## TO DO
1. According to the innovation role post, what department will the writer be part of in the new position?
2. Please extend the innovation role post, picking up right after its final sentence.

## TEXT BLOCK
************

After some months of discomfort in my current role, I have accepted a new position with my current employer: as part of a corporate IT department, I will be responsible for “innovation”. Now, the job description doesn’t exist yet, so I have a chance to define what that might represent for my employer – which in itself is a challenge.
Before I go any further – yes, the cynic in me DOES recognise the potential that this is a “departure lounge” (you know – the last place you spend time while you’re waiting to leave). But without this change, I was probably leaving anyway; and there are a number of other indicators that it is a genuine role. If it turns out badly, I’ll blog that too and you can say “I told you so”!
One thing has been made quite clear this is about finding value for the company, not following the latest IT fashion or getting the latest toys – that would make me an analyst, right James? We have a good idea what projects are lined up for the next year or two – this is more about finding what lies a little further out, and making a business case for “edge” application of technology – the addenda to our ERP etc that differentiate us from every other user of the package as well as our competitors. While there are some reasonably obvious candidate projects (we already have a start on some, as well as business demand, so it’s not a completely blank page), there is no business out-of-bounds, so I suspect there will be a lot of environment scanning involved, selection of candidate projects to pilot, the pilot implementations themselves, and the go/no go decision at the end of them.

************

(Stored items from a collection)
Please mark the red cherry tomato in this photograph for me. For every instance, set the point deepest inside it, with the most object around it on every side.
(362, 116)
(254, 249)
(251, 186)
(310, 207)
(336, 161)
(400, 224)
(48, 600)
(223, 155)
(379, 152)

************

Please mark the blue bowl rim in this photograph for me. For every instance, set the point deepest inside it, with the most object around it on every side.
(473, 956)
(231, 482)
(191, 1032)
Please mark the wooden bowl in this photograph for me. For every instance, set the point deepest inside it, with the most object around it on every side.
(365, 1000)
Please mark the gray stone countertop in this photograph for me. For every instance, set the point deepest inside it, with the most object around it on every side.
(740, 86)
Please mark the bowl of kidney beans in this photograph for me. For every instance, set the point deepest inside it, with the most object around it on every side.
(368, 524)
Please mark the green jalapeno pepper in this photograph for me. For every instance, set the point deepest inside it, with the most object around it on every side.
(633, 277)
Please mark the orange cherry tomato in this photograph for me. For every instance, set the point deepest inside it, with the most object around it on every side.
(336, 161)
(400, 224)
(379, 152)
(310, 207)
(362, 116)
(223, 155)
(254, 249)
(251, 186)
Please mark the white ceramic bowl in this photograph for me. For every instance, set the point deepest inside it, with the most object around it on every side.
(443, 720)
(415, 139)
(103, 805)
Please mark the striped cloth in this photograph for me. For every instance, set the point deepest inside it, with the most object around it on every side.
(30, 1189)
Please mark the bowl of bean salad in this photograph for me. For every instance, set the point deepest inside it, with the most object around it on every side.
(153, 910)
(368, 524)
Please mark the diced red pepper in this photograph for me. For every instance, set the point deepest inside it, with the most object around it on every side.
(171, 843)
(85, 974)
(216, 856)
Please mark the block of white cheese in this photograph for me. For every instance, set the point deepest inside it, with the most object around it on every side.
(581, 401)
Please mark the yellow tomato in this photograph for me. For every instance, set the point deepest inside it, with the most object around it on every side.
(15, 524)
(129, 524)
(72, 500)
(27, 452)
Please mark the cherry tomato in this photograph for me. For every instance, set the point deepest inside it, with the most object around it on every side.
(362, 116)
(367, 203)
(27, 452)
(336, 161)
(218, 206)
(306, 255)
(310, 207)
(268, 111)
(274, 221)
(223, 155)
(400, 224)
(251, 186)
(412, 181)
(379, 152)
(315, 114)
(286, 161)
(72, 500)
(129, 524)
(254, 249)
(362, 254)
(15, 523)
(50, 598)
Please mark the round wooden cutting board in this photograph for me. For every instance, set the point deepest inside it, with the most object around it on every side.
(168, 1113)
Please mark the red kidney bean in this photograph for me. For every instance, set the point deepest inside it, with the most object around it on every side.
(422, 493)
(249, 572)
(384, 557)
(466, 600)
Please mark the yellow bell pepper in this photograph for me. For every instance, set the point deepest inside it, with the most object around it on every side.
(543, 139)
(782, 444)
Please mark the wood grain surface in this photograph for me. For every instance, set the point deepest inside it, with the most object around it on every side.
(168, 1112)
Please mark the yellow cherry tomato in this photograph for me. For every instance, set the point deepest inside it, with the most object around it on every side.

************

## TASK-BY-TASK ANSWERS
1. A corporate IT department.

2.
This is where you folks can help – does anyone out there have experience/knowledge of this sort of role in a corporate environment (even if it was a “departure lounge”) that they would be willing to share? And what ideas does anyone have for a job description?
Technorati Tags: innovation, IT, analyst, Redmonk, job
Ric, my day job is to help CIOs save money by negotiating deals. My joy is to have them describe what innovations they are investing in..I have cataloged several like Steelcase in my other blog New Florence. New Renaissance at http://www.florence20.typepad.com.
Many do not want their stuff published – I could have many more case studies if they let me. But in general the best IT innovations are business process improvement driven, using beta technologies, and using small teams of less than 5…mind boggling some of the payback CIOs are seeing compared to the huge SOA, ERP, compliance and other spend…
James – funny you should ask! I have been trying to think of some way of working with you guys, but in the other direction – I had noticed most of your clients were vendors, and wondered if you would like the occasional user/buyer perspective … but I am also interested in what could be done re corporate innovation. Is this your way of reframing your perspective from vendor to buyer?
Will email you some contact details …
I’m not quite sure what’s happened here, but maybe James thought better of it … CoComment has the following comment from James Governor, but it hasn’t shown up here yet (although you can see it in the sidebar!), which indicates that either the posting here was unsuccessful, or was pulled. At the risk of upsetting James, I’ll post it in his stead, becasue I want to answer it!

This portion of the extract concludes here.